**WRITTEN INSTRUCTION**.
Extend the biography of the footballer Pedro Lucas, picking up right after its last sentence.

-- start of PASSAGE GIVEN --

Pedro Lucas

Personal information
- Full name: Pedro Lucas Tápias Obermüller
- Date of birth: 26 July 2002 (age 23)
- Place of birth: Baixo Guandu, Brazil
- Height: 1.73 m (5 ft 8 in)
- Position: Attacking midfielder

Team information
- Current team: PAOK B
- Number: 44

Youth career
- 2014–2022: Grêmio

Senior career*
- Years: Team / Apps / (Gls)
- 2020–2024: Grêmio / 29 / (1)
- 2023: → Ceará (loan) / 7 / (0)
- 2024-2025: Operário / 31 / (0)
- 2025–: PAOK B / 0 / (0)

International career
- 2019: Brazil U17 / 11 / (0)

= Pedro Lucas (footballer, born 2002) =

Brazilian footballer

Pedro Lucas Tápias Obermüller (born 26 July 2002), known as Pedro Lucas, is a Brazilian professional footballer who plays as an attacking midfielder for Super League 2 club PAOK B

==Club career==
===Early career===
Born in Baixo Guandu, Espírito Santo, Pedro Lucas impressed Ronaldo at the age of nine, after his father uploaded videos of him playing and posted on social media. He also spent a week on trial at Real Madrid, after being sponsored by Ronaldo.

===Grêmio===
In February 2014, aged 12, Pedro Lucas and his staff agreed to join the youth setup of Grêmio, starting from March. On 31 August 2018, he signed his first professional contract with the club, agreeing to a three-year deal and having a € 40 million release clause.

On 28 November 2020, Pedro Lucas renewed his contract with the Tricolor until 2024. He made his first team debut on 3 March of the following year, coming on as a second-half substitute for Thaciano in a 4–1 Campeonato Gaúcho home routing of Brasil de Pelotas.

Pedro Lucas scored his first professional goal on 22 March 2021, netting the equalizer in a 1–1 away draw against São José-RS. After six matches in the 2021 Campeonato Gaúcho, he moved down to the under-23 team for the remainder of the year.

Pedro Lucas returned to the first team of Grêmio during the 2022 season, being mainly a backup option as they achieved promotion from the Série B.

-- end of PASSAGE GIVEN --
-- start of ENTRIES SHOWN --

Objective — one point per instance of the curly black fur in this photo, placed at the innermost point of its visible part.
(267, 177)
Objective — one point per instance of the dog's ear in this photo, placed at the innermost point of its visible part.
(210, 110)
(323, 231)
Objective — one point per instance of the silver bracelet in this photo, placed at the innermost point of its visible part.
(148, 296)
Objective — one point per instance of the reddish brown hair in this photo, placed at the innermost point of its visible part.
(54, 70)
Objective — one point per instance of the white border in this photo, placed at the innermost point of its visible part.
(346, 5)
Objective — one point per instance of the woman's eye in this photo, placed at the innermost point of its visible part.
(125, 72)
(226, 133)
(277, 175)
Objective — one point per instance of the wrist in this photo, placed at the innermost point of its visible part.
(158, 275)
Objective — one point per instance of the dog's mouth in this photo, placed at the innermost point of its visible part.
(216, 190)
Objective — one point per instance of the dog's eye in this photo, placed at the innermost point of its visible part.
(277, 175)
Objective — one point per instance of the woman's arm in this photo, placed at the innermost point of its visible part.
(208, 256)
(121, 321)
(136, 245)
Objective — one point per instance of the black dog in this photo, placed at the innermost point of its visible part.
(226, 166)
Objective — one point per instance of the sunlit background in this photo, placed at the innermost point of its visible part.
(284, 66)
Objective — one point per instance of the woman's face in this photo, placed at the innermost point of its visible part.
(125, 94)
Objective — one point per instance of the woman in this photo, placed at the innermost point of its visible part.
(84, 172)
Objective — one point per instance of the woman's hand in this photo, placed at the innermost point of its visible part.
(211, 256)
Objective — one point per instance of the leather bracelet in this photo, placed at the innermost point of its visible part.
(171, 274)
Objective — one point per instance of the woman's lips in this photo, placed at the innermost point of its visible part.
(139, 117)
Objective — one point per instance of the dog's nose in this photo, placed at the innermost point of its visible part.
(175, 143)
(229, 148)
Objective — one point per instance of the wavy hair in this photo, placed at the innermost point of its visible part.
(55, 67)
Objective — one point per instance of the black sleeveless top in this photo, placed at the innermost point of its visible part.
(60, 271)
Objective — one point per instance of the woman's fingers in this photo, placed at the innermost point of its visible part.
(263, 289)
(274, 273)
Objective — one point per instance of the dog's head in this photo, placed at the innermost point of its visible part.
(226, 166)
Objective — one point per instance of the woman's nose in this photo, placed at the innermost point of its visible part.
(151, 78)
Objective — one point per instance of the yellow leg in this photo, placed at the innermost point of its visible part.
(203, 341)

-- end of ENTRIES SHOWN --
-- start of ENTRIES SHOWN --

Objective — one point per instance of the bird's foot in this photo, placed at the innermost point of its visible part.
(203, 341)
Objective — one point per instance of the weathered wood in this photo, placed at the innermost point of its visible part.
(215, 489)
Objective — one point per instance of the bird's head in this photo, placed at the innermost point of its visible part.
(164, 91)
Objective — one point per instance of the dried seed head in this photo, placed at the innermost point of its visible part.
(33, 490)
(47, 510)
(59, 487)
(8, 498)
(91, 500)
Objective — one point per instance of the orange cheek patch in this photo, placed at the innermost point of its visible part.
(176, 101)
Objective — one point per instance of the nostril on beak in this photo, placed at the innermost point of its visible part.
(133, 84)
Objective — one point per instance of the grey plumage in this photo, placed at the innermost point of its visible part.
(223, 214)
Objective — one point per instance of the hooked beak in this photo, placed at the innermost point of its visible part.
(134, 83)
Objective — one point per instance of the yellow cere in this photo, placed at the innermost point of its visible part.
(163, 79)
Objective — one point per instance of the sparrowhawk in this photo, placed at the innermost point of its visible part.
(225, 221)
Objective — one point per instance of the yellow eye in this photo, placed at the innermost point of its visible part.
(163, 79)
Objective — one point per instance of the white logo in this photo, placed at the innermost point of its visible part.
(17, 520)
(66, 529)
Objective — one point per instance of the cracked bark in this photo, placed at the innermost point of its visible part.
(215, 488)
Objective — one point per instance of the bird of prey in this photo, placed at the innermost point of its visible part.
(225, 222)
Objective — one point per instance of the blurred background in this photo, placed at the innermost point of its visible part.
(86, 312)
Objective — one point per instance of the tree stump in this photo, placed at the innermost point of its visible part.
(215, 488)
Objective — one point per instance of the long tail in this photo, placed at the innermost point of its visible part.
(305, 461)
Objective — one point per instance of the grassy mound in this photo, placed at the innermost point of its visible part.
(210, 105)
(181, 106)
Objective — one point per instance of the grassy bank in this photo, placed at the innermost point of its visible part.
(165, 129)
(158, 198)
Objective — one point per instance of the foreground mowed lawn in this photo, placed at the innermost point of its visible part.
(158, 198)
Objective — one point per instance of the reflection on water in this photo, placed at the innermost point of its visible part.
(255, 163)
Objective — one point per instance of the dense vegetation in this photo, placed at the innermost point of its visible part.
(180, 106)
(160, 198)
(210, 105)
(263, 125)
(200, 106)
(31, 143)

-- end of ENTRIES SHOWN --

**OUTPUT OF THE EXERCISE**.
====Loan to Ceará====
On 13 February 2023, Pedro Lucas was announced at second division side Ceará on loan for the remainder of the year. After making his debut for the club in a Copa do Nordeste match under head coach Gustavo Morínigo, he only made one appearance under Guto Ferreira before playing the last five matches of the season, now under Vagner Mancini.

==International career==
In October 2019, after previously featuring in friendlies with the side during the year, Pedro Lucas was called up to the Brazil national under-17 team in the place of Reinier for the 2019 FIFA U-17 World Cup. After starting the tournament as a backup, he featured in all the four remaining matches as Brazil lifted the trophy for the fourth time.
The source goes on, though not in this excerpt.